GIVEN INFORMATION —
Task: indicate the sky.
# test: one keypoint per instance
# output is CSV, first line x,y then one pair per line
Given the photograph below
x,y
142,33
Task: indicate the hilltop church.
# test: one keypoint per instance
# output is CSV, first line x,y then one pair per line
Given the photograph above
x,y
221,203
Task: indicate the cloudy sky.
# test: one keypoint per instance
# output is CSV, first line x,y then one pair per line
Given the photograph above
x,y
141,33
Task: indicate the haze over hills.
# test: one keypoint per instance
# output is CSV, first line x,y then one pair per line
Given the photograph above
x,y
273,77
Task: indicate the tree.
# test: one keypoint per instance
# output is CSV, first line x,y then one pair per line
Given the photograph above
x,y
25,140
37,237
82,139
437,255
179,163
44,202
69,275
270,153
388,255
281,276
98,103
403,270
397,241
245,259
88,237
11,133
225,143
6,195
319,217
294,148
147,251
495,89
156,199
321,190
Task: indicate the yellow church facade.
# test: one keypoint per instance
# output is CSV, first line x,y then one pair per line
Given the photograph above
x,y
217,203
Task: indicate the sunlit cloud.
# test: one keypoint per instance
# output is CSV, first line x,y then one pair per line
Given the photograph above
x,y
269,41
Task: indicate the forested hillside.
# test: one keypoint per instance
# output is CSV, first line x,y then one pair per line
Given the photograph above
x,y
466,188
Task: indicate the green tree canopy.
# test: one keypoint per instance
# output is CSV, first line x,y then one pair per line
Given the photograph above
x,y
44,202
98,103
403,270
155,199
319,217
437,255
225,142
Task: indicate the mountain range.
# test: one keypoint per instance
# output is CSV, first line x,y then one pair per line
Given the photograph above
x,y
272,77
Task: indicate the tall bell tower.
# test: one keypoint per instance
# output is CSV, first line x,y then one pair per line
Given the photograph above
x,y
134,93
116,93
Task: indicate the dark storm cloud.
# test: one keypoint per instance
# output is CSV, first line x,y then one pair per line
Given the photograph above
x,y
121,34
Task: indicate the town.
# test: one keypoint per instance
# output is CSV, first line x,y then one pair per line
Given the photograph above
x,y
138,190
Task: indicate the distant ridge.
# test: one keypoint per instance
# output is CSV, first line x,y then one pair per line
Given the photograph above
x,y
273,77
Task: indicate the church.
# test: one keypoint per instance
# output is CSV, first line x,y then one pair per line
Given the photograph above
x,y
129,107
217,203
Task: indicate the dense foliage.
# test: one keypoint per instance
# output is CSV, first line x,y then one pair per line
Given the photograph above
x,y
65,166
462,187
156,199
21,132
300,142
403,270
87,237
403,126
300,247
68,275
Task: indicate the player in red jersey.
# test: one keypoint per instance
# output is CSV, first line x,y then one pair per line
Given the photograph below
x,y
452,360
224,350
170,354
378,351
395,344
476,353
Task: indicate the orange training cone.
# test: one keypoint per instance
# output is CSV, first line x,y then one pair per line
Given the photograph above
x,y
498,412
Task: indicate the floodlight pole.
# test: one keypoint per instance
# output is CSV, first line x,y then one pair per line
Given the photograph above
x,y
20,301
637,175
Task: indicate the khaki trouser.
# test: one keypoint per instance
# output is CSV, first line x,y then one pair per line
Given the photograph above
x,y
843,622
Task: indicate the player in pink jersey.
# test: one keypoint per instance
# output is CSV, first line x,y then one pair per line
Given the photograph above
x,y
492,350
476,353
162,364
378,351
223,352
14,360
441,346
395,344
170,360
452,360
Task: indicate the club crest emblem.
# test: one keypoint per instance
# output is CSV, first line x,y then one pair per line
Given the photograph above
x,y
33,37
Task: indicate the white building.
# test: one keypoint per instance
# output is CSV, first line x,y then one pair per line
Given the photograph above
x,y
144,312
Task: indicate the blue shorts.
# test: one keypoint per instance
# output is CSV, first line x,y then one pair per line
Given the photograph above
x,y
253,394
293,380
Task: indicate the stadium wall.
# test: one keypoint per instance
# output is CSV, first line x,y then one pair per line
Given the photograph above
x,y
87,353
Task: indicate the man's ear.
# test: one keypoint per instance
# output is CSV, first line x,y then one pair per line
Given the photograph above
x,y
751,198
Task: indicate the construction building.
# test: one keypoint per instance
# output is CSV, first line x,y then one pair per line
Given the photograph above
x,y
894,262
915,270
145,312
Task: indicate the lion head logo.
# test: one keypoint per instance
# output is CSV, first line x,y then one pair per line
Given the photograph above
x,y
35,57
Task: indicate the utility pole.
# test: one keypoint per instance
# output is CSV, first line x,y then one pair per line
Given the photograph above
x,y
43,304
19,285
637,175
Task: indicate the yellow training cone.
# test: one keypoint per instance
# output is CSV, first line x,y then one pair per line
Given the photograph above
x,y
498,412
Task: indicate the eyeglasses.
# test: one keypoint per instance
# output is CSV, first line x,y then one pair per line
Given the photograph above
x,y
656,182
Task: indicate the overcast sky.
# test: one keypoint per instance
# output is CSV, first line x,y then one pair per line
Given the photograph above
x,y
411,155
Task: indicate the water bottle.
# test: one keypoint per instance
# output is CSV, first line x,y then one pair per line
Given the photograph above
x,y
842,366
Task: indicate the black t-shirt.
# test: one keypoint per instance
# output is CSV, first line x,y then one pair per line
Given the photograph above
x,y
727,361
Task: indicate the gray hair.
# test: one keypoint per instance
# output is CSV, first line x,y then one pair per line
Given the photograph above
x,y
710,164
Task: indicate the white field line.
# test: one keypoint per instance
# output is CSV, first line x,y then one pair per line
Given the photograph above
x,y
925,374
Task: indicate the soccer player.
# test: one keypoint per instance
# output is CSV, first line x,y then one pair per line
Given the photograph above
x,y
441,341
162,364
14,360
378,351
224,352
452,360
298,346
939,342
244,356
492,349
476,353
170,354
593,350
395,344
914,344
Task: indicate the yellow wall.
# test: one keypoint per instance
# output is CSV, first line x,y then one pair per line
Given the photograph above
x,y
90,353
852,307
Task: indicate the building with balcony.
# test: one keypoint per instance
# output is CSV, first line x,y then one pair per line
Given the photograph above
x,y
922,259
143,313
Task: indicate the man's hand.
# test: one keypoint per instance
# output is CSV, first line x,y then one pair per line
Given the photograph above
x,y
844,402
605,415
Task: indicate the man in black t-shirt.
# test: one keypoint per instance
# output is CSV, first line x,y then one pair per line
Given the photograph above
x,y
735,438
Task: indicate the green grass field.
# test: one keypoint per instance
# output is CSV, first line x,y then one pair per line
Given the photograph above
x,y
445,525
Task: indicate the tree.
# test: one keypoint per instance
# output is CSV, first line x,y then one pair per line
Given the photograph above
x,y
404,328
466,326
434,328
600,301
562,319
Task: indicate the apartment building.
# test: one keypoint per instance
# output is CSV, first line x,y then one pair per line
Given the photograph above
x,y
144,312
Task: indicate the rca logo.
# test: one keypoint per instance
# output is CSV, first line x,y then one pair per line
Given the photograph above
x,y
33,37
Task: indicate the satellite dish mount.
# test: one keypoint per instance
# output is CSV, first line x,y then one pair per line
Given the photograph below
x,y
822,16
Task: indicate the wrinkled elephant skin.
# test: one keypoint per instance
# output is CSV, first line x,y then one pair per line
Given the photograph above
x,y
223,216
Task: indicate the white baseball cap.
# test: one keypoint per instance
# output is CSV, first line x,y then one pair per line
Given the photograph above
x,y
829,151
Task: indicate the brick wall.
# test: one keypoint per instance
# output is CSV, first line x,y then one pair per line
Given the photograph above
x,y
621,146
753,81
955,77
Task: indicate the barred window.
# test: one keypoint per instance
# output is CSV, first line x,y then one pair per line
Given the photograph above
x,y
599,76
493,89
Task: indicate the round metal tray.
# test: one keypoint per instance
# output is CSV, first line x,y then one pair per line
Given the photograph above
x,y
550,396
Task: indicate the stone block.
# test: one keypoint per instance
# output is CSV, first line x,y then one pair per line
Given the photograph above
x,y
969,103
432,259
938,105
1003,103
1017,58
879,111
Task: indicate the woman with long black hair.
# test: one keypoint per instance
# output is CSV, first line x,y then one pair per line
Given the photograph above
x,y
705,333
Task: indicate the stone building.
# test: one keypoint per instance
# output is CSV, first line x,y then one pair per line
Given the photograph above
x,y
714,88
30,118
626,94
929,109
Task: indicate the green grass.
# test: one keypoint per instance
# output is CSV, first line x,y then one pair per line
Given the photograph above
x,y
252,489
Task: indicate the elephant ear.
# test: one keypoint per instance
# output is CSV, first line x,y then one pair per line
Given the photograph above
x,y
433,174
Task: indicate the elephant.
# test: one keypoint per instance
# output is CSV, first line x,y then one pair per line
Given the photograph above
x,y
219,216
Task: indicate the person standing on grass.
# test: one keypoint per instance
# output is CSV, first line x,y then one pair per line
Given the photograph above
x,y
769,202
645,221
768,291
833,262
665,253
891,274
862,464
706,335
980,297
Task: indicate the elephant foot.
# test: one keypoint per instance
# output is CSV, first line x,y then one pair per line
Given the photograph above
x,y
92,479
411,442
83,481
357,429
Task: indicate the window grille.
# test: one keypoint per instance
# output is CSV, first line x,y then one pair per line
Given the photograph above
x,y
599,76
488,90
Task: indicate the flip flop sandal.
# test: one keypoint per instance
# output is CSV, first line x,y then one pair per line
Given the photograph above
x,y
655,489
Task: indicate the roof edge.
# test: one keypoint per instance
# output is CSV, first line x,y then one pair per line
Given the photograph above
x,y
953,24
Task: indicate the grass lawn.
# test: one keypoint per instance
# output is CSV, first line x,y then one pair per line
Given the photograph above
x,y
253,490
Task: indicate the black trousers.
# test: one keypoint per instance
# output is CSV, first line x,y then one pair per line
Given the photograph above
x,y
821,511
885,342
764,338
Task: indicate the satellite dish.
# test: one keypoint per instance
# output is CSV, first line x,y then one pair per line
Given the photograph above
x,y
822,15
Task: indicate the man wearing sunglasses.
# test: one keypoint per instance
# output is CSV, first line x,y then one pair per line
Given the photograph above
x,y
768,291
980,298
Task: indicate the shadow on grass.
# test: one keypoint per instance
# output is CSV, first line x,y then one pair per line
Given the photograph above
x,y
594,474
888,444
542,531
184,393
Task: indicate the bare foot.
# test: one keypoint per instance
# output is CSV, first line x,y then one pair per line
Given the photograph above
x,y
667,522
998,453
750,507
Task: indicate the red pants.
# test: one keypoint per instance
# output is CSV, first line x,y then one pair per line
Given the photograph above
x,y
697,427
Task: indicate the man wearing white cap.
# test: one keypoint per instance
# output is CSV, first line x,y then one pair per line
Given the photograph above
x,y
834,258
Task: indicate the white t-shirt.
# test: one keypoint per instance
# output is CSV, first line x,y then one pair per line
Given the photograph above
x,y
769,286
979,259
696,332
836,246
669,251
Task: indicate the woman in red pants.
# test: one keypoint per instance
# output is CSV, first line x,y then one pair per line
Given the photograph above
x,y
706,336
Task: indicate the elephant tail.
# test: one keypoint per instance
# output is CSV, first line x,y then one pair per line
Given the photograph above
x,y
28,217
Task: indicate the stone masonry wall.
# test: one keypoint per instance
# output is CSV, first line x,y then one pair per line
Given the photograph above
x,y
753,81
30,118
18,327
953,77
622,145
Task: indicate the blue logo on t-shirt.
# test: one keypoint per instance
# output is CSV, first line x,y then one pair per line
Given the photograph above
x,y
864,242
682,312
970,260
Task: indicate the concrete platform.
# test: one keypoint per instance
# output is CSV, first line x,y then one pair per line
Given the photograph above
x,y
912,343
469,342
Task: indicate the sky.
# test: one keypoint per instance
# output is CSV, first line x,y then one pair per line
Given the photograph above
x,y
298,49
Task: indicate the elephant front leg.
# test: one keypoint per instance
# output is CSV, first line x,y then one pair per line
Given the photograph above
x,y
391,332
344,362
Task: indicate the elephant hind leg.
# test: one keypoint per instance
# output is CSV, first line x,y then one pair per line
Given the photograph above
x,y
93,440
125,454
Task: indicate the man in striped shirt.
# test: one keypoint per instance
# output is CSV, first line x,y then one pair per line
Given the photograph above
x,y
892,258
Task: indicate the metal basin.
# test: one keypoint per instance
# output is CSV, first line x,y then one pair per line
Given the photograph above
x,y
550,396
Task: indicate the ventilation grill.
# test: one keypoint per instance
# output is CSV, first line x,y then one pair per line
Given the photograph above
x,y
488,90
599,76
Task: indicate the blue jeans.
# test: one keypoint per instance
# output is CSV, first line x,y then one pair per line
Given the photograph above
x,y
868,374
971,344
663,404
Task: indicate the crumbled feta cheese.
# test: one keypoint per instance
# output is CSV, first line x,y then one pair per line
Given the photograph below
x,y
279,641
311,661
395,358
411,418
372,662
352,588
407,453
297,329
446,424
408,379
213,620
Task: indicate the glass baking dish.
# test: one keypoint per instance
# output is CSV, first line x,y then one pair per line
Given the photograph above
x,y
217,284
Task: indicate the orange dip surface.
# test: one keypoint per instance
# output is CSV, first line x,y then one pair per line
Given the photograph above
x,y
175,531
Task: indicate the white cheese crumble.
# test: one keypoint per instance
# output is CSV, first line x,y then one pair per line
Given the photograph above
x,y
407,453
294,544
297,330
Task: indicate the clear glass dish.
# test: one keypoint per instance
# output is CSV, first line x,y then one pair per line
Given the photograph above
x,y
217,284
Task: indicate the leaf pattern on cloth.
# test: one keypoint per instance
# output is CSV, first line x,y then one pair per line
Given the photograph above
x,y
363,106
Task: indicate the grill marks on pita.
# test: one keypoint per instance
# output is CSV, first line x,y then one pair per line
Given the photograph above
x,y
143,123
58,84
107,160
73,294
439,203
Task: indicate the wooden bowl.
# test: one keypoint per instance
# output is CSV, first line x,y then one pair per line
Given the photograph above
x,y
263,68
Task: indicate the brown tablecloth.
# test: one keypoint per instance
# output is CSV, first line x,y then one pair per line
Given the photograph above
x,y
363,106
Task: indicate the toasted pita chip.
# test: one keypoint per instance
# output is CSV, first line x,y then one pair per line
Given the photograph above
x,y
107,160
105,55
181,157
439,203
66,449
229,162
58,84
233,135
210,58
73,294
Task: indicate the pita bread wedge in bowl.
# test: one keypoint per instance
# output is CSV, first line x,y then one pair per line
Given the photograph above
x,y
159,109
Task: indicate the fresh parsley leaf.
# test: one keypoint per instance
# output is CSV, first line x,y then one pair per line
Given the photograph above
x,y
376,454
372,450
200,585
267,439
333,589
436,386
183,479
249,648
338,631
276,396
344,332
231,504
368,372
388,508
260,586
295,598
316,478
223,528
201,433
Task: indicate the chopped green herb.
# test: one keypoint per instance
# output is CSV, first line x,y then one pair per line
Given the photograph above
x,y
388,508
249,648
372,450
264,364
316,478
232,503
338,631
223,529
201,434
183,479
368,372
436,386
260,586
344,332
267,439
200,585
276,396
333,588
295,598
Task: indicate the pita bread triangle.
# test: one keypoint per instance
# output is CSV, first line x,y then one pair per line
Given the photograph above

GOAL OF THE EXERCISE — Go through the listing above and return each line where the word "metal" occurs.

SOLUTION TO THE PROBLEM —
Task: indicate the round metal tray.
Task: indicate the metal basin.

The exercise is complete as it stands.